═════ Provided entries

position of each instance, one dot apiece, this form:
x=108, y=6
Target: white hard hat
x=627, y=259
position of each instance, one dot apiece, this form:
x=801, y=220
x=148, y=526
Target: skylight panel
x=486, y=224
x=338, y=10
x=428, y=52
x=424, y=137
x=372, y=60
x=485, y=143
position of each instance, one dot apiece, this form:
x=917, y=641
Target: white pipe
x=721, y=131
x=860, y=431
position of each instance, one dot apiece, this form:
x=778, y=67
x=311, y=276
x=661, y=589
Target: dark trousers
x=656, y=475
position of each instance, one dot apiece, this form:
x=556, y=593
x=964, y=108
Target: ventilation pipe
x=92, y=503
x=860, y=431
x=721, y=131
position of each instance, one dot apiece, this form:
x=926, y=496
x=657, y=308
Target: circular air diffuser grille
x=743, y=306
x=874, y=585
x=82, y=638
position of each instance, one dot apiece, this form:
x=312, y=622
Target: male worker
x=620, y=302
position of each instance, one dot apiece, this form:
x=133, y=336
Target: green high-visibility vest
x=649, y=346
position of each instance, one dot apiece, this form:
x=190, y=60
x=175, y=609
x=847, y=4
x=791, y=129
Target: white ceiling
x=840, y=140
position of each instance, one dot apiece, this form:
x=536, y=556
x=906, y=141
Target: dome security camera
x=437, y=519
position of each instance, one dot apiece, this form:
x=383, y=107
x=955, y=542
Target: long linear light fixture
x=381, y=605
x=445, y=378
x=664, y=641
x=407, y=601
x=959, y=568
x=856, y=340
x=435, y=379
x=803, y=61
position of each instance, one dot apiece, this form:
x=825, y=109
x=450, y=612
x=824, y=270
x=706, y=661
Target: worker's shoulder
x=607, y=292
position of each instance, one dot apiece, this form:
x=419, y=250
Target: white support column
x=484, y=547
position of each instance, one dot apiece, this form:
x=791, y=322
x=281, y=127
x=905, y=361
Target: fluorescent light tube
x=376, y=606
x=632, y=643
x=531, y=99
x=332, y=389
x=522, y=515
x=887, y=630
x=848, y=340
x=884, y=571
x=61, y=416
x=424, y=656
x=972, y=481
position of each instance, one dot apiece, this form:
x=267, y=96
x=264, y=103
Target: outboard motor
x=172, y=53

══════════

Take the stretch of lines above from the one containing "x=190, y=60" through the one containing "x=419, y=250" and repeat it exactly, adding no other line.

x=190, y=60
x=175, y=609
x=847, y=4
x=791, y=129
Target: white ceiling
x=840, y=140
position of each instance, one dot apiece, this form:
x=536, y=556
x=906, y=141
Target: dome security camera
x=437, y=519
position of each instance, one dot apiece, this form:
x=383, y=107
x=955, y=542
Target: long linear light fixture
x=381, y=605
x=445, y=378
x=664, y=641
x=407, y=601
x=959, y=568
x=856, y=340
x=435, y=379
x=803, y=61
position of each instance, one dot apiece, this form:
x=825, y=109
x=450, y=612
x=824, y=270
x=706, y=661
Target: worker's shoulder
x=607, y=292
position of each instance, one dot apiece, this form:
x=419, y=250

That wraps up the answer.